**PROBLEM TO WORK ON**.
Revise the material below so that each occurrence of "Result" reads "Output", keeping every other character exactly the same.

[Begin INPUT DATA]

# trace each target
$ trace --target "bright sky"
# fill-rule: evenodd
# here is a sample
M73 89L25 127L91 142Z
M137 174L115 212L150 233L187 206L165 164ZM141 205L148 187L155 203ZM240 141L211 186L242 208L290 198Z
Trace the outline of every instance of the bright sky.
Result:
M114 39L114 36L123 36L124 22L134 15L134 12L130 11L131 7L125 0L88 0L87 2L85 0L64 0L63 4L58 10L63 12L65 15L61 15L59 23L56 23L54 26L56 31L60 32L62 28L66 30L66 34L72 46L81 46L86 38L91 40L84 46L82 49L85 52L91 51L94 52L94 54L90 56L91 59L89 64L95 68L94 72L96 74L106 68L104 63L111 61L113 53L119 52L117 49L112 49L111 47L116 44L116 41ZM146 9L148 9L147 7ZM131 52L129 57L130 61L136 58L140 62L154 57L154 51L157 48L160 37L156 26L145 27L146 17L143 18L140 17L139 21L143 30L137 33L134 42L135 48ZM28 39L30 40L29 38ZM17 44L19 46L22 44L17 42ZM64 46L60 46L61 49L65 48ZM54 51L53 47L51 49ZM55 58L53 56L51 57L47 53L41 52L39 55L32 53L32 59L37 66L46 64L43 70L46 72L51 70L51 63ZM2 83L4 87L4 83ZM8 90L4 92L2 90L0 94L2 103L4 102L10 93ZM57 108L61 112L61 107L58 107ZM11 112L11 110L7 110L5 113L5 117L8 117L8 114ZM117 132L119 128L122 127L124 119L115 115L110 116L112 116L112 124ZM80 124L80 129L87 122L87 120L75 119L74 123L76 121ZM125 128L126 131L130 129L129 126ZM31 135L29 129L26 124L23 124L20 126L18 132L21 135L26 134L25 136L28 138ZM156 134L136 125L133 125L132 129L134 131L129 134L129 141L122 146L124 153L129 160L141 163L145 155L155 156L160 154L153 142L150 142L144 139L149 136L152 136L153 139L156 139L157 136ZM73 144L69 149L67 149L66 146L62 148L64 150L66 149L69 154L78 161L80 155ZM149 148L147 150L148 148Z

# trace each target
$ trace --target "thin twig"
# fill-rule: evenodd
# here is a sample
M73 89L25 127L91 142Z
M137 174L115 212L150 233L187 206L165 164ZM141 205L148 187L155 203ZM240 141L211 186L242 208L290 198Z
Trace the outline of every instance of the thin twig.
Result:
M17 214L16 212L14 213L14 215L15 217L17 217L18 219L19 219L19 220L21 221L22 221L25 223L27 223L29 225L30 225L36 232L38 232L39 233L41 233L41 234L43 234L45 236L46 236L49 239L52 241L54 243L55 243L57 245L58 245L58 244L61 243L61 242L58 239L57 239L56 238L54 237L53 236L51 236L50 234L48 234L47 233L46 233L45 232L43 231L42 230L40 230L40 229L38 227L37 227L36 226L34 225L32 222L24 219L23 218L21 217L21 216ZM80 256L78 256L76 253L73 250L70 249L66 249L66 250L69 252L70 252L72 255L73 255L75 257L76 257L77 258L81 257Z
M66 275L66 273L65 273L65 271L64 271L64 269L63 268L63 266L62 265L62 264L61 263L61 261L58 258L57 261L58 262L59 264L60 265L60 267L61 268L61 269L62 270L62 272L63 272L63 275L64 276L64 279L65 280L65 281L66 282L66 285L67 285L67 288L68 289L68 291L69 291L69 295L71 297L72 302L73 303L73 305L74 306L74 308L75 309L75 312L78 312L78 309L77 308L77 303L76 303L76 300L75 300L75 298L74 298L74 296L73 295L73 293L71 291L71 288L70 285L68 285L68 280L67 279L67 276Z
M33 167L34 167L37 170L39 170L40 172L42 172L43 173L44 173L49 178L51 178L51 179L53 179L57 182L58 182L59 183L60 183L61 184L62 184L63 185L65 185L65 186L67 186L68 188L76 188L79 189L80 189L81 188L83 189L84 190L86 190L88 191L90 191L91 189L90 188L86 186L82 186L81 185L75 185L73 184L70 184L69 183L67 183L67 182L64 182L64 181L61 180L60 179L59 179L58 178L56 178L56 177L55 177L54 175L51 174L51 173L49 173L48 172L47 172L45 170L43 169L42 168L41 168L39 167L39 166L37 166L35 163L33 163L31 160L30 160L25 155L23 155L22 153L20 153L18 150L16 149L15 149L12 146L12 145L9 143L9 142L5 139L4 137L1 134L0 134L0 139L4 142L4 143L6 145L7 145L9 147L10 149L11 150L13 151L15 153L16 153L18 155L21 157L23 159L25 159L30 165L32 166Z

[End INPUT DATA]

**OUTPUT OF THE TASK**.
# trace each target
$ trace --target "bright sky"
# fill-rule: evenodd
# here is a sample
M73 89L25 127L91 142Z
M137 174L115 212L150 233L187 206L165 164ZM141 205L148 187L155 203ZM240 141L211 186L242 208L290 198Z
Trace the outline of every instance of the bright sky.
Output:
M114 39L114 36L123 36L124 22L134 15L134 12L130 11L131 7L125 0L88 0L87 2L85 0L64 0L63 4L58 10L63 12L65 15L61 15L59 23L56 23L54 26L56 31L60 32L62 28L66 30L66 34L72 46L81 46L86 38L91 40L84 46L82 49L85 52L91 51L94 52L94 54L90 56L91 59L89 64L95 68L94 72L96 74L106 68L104 63L111 61L113 53L119 52L117 49L112 49L111 47L116 44L116 41ZM146 9L148 9L147 7ZM131 52L129 57L130 61L136 58L140 62L154 57L154 51L157 48L160 37L156 26L145 27L146 17L143 18L140 17L139 21L143 30L137 33L134 42L135 48ZM28 39L30 40L29 38ZM17 44L19 46L22 44L17 42ZM64 46L60 46L61 49L65 48ZM54 51L53 47L51 49ZM55 58L53 56L51 57L47 53L41 52L39 55L32 53L32 59L37 66L46 64L43 70L46 72L51 70L51 63ZM2 83L4 87L4 83ZM8 90L4 92L2 90L0 94L2 103L4 102L10 93ZM57 108L61 112L61 107L58 107ZM11 112L11 110L7 110L5 113L5 117L8 117L8 114ZM117 132L119 128L122 127L124 119L115 115L110 116L112 116L112 124ZM80 124L80 129L87 122L87 120L75 119L74 123L76 121ZM125 128L126 131L130 129L129 126ZM31 135L29 129L26 124L23 124L20 126L18 132L21 135L26 134L25 136L28 138ZM156 134L136 125L133 125L132 129L134 131L129 134L129 141L122 146L124 153L129 160L141 163L145 155L155 156L160 154L153 142L150 142L144 139L149 136L152 136L153 139L156 139L157 136ZM73 144L69 149L67 149L66 146L62 148L64 150L66 149L69 154L78 161L80 155ZM149 148L147 150L148 148Z

# trace each target
$ trace --target "thin twig"
# fill-rule: evenodd
# here is a sample
M73 89L25 127L91 142Z
M137 174L115 212L150 233L187 206L165 164ZM141 205L148 187L155 203ZM240 141L211 186L242 208L290 198Z
Trace the outline of every instance of the thin twig.
Output:
M17 214L16 212L14 213L14 215L15 217L17 217L18 219L19 219L19 220L21 221L22 221L25 223L27 223L29 225L30 225L36 232L38 232L39 233L41 233L41 234L43 234L45 236L46 236L49 239L52 241L54 243L55 243L57 245L58 245L58 244L61 243L61 242L58 239L57 239L56 238L54 237L53 236L51 236L50 234L48 234L47 233L46 233L45 232L43 231L42 230L40 230L40 229L38 227L37 227L36 226L34 225L32 222L24 219L23 218L21 217L21 216ZM80 256L78 256L76 253L73 250L70 249L66 249L66 250L69 252L70 252L72 255L73 255L75 257L76 257L77 258L81 257Z
M66 275L66 273L65 273L65 271L64 271L64 269L63 268L63 266L62 265L62 264L61 263L61 261L58 258L57 261L58 262L59 264L60 265L60 267L61 268L61 269L62 270L62 272L63 272L63 275L64 276L64 279L65 280L65 281L66 282L66 285L67 285L67 288L68 289L68 291L69 291L69 295L71 297L72 302L73 303L73 305L74 306L74 308L75 309L75 312L78 312L78 309L77 308L77 303L76 303L76 300L75 300L75 298L74 298L74 296L73 295L73 293L71 291L71 288L70 285L68 285L68 280L67 279L67 276Z
M33 167L34 167L37 170L39 170L40 172L42 172L43 173L44 173L49 178L51 178L51 179L53 179L57 182L58 182L59 183L60 183L61 184L62 184L63 185L65 185L65 186L67 186L68 188L76 188L79 189L80 189L81 188L83 189L84 190L86 190L88 191L90 191L91 189L90 188L86 186L82 186L81 185L75 185L73 184L70 184L69 183L67 183L67 182L64 182L64 181L61 180L60 179L59 179L58 178L56 178L56 177L55 177L54 175L51 174L51 173L49 173L48 172L47 172L45 170L43 169L42 168L41 168L39 167L39 166L37 166L35 163L33 163L31 160L30 160L25 155L23 155L22 153L20 153L18 150L16 149L15 149L12 146L12 145L9 143L9 142L5 139L4 137L1 134L0 134L0 139L4 142L4 143L6 145L7 145L9 147L10 149L11 150L13 151L15 153L16 153L18 155L21 157L23 159L25 159L30 165L32 166Z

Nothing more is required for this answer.